▶ SUPPLIED RECORDS
»»

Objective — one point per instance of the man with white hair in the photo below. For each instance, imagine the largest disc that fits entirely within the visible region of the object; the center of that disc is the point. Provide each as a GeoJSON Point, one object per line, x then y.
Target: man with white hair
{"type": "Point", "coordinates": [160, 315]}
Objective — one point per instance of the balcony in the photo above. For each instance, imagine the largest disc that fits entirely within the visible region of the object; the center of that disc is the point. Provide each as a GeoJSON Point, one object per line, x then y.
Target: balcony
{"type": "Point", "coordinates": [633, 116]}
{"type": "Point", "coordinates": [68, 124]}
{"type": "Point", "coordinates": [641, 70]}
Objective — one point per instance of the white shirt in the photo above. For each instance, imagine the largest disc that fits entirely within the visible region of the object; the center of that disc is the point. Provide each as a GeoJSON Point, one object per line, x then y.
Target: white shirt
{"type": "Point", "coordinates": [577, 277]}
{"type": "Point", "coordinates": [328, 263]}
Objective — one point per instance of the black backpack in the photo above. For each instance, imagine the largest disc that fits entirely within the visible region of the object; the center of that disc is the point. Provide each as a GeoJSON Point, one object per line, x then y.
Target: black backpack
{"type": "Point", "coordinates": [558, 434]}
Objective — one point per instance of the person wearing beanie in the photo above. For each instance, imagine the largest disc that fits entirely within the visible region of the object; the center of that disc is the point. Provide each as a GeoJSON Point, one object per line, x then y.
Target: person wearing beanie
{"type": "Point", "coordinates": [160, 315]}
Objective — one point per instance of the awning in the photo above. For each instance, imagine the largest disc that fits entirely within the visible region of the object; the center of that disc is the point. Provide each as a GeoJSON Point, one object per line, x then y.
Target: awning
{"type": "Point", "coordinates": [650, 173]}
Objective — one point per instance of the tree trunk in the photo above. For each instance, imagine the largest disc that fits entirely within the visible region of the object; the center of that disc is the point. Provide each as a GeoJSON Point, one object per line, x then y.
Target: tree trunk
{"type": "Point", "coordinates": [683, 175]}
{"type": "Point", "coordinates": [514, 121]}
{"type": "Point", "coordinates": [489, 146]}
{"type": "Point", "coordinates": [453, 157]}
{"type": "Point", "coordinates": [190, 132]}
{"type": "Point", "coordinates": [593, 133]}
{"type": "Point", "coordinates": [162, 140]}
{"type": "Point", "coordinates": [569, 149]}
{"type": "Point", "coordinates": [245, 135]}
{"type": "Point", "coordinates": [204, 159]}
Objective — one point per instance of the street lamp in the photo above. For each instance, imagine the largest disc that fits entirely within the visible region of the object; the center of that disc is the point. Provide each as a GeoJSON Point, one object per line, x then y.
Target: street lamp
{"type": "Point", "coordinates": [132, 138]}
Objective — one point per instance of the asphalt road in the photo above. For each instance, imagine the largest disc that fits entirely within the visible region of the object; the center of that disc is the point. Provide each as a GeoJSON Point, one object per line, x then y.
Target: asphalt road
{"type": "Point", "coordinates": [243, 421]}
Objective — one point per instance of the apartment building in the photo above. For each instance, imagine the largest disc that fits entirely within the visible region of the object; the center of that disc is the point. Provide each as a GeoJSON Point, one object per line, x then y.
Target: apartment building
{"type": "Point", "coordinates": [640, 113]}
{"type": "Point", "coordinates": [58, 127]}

««

▶ WHAT IS ASKED
Copy out all of the records above word for word, changing nothing.

▶ SOLUTION
Objective — one point per instance of the man with white hair in the photo below. For each instance, imagine the largest disc that fits entirely within the visible region of the object; the center of that disc is the point. Provide each as a GeoJSON Point, one object per line, x then y.
Target: man with white hair
{"type": "Point", "coordinates": [160, 315]}
Objective — one point per instance of the balcony in the photo above. For each instance, imagine the largest disc that fits entirely within the visible region of the object; the center of that disc is the point. Provide each as a GeoJSON Point, one object per line, x then y.
Target: balcony
{"type": "Point", "coordinates": [633, 116]}
{"type": "Point", "coordinates": [68, 124]}
{"type": "Point", "coordinates": [641, 70]}
Objective — one point per instance of the white shirt in the photo above. For each instance, imagine the largest disc that fits entirely within the visible region of the object; the center of that disc is the point. Provide each as a GeoJSON Point, one object per line, x then y.
Target: white shirt
{"type": "Point", "coordinates": [577, 277]}
{"type": "Point", "coordinates": [328, 263]}
Objective — one point per instance of the black backpack in the photo above. For each instance, imagine the largest disc that fits entirely within the visible region of the object; the center of that disc is the point. Provide each as a GeoJSON Point, one object per line, x then y.
Target: black backpack
{"type": "Point", "coordinates": [558, 434]}
Objective — one point per instance of the person wearing beanie in the photo above. For each instance, imagine the largest disc that fits entirely within the visible region of the object; the center of that disc is the point. Provide each as a GeoJSON Point, one object per line, x then y.
Target: person wearing beanie
{"type": "Point", "coordinates": [160, 315]}
Objective — one point per instance of the awning in the photo above. For each instance, imagine the largest disc that fits entirely within the visible region of the object; the center of that disc is the point. Provide each as a GeoJSON Point, one object per line, x then y.
Target: awning
{"type": "Point", "coordinates": [650, 173]}
Objective — one point per instance of the tree trunk in the photo above. For each instance, imagine the largest disc that fits entirely within the visible region of the object; the center of that disc is the point. Provide each as a GeoJSON Point, one object per line, x then y.
Target: tree trunk
{"type": "Point", "coordinates": [683, 175]}
{"type": "Point", "coordinates": [514, 121]}
{"type": "Point", "coordinates": [489, 146]}
{"type": "Point", "coordinates": [453, 157]}
{"type": "Point", "coordinates": [190, 132]}
{"type": "Point", "coordinates": [593, 133]}
{"type": "Point", "coordinates": [162, 140]}
{"type": "Point", "coordinates": [569, 149]}
{"type": "Point", "coordinates": [245, 135]}
{"type": "Point", "coordinates": [204, 159]}
Objective — one point per instance of the street lamp in the photo above. For each instance, imagine the largest disc that fits entirely within the visible region of the object; the center of that disc is the point. Provide each as a GeoJSON Point, one object per line, x then y.
Target: street lamp
{"type": "Point", "coordinates": [132, 138]}
Objective — one point per instance of the asphalt road in the photo above. For each instance, imagine the largest disc that fits entirely within the visible region of the object; the center of that disc is the point. Provide each as a GeoJSON Point, one object per line, x then y.
Target: asphalt road
{"type": "Point", "coordinates": [243, 421]}
Objective — one point per instance of the apartment building in the photo above. For each instance, imagine the largest disc that fits entirely within the visible region of the object; the center of that disc is the point. Provide each as a GeoJSON Point, one object per line, x then y.
Target: apartment building
{"type": "Point", "coordinates": [640, 113]}
{"type": "Point", "coordinates": [58, 127]}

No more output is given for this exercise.